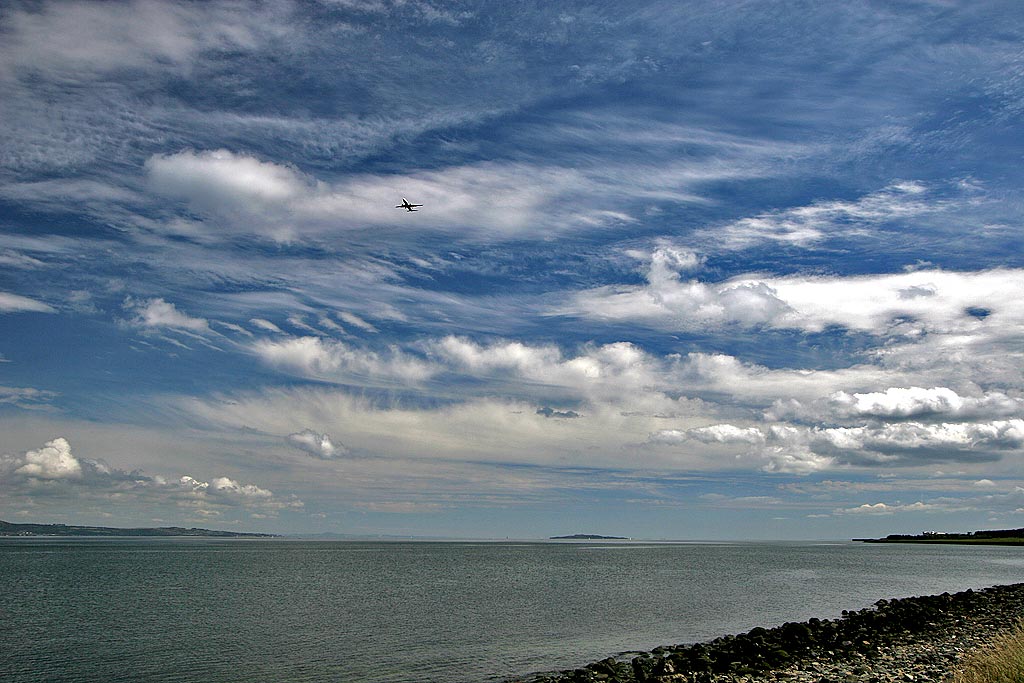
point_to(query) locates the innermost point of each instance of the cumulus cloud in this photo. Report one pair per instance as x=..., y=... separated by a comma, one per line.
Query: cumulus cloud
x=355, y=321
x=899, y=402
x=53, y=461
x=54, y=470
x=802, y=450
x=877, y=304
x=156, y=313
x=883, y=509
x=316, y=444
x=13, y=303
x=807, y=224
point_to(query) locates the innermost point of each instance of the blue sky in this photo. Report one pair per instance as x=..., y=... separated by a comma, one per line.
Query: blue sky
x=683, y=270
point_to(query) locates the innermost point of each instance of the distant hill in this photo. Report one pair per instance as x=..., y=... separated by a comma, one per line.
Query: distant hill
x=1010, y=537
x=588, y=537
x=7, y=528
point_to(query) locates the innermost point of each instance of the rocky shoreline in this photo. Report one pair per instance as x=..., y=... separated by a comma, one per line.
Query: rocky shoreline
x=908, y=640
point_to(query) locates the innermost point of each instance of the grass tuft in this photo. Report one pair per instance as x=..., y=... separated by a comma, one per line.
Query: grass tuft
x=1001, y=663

▶ **GIVEN TASK**
Retype all of the records above line for line, leaving out the pictures.

▶ **SOLUTION TO THIS PROBLEM**
point_to(query) locates the innermost point of each instance of the cumulus cloud in this photo. Report one pair per instance as x=..., y=... separated by a comma, one per line.
Query: cumulus cloud
x=355, y=321
x=899, y=402
x=53, y=461
x=54, y=470
x=802, y=450
x=877, y=304
x=156, y=313
x=883, y=509
x=316, y=444
x=13, y=303
x=807, y=224
point_to(query) locates the innermost point of each instance of the blue sky in this photo. Report one pair per instance as x=..., y=... separated by a comma, one per line.
Query: blue sky
x=683, y=270
point_to(query) locates the innermost point of each instance of the distant hill in this photo. Report one pair per instance as x=..., y=... separated by a comma, one per line.
Query: distant hill
x=1010, y=537
x=588, y=537
x=7, y=528
point_to(query) locates the innermost point of each instance of the rocky shoreline in this photo. Report one pair per instance as x=..., y=... separated by a comma, one per line.
Query: rocky shoreline
x=908, y=640
point_to(query) locates the innermost point of each instance of the grass tuft in this photo. Report one pair per instance as x=..., y=... separated by a comma, one per line.
Query: grass tuft
x=1001, y=663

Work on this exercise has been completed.